→ Task brief
Output the entries below word for word, stopping once the line containing "Please answer as" is done, and omit each picture.

Stored data:
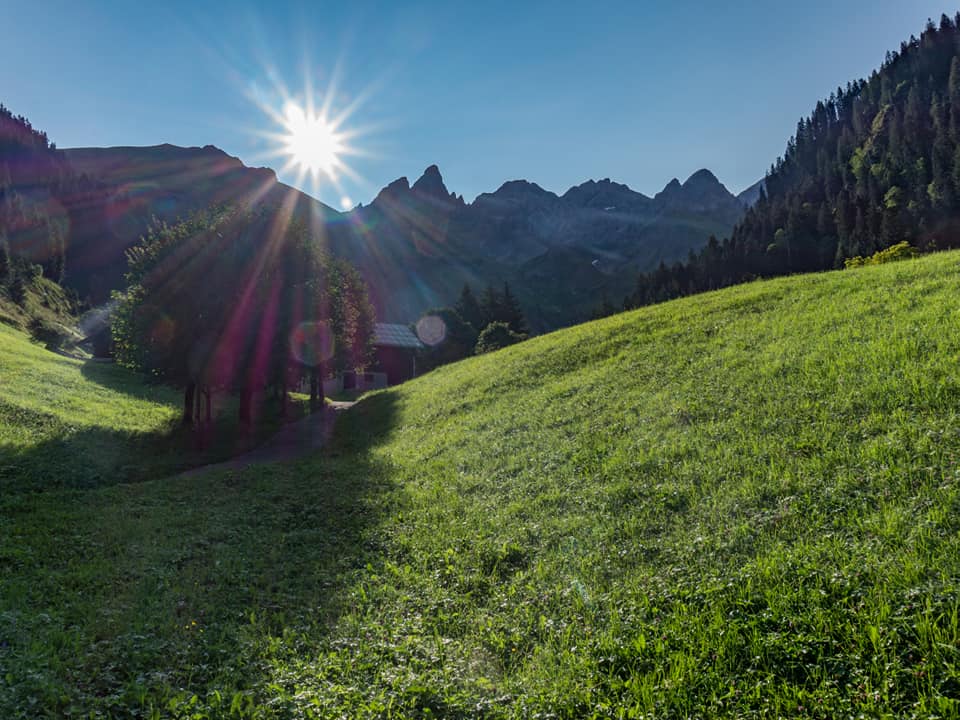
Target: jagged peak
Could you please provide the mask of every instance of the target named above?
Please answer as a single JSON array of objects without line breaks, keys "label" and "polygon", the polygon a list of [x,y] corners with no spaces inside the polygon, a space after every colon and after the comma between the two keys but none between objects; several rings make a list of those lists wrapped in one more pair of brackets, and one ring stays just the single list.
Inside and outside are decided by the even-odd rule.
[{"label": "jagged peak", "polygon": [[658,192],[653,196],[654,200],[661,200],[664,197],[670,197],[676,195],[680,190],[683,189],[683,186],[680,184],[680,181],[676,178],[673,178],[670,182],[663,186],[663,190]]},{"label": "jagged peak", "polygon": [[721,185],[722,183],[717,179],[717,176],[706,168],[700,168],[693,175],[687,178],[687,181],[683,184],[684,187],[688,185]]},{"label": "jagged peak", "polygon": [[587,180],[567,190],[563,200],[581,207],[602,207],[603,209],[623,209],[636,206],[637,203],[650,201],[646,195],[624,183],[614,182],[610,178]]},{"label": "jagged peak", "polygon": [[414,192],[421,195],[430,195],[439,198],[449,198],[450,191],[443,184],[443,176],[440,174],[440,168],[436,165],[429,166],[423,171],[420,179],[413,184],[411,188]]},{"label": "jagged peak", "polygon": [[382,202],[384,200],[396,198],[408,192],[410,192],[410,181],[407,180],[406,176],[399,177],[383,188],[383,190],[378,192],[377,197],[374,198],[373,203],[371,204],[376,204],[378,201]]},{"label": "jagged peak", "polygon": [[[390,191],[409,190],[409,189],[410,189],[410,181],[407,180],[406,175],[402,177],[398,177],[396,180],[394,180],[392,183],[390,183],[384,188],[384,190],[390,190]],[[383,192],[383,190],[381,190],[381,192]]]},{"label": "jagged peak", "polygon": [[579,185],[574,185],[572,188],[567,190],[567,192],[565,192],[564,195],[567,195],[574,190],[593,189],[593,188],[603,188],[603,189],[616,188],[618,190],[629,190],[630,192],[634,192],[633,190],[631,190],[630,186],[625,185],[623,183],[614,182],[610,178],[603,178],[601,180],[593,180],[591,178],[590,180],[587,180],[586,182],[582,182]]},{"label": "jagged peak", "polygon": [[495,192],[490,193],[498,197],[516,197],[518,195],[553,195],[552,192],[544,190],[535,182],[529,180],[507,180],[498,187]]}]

→ The completed task
Target: jagged peak
Could you please provide the mask of every instance of the target named above?
Please answer as a single JSON array of objects without line breaks, keys "label" and "polygon", the polygon a list of [x,y] corners with no spaces inside the polygon, a space after every colon and after the comma between the two keys but none between objects; several rings make a list of those lists wrapped in one more pair of brackets, and one ring stays just the single list.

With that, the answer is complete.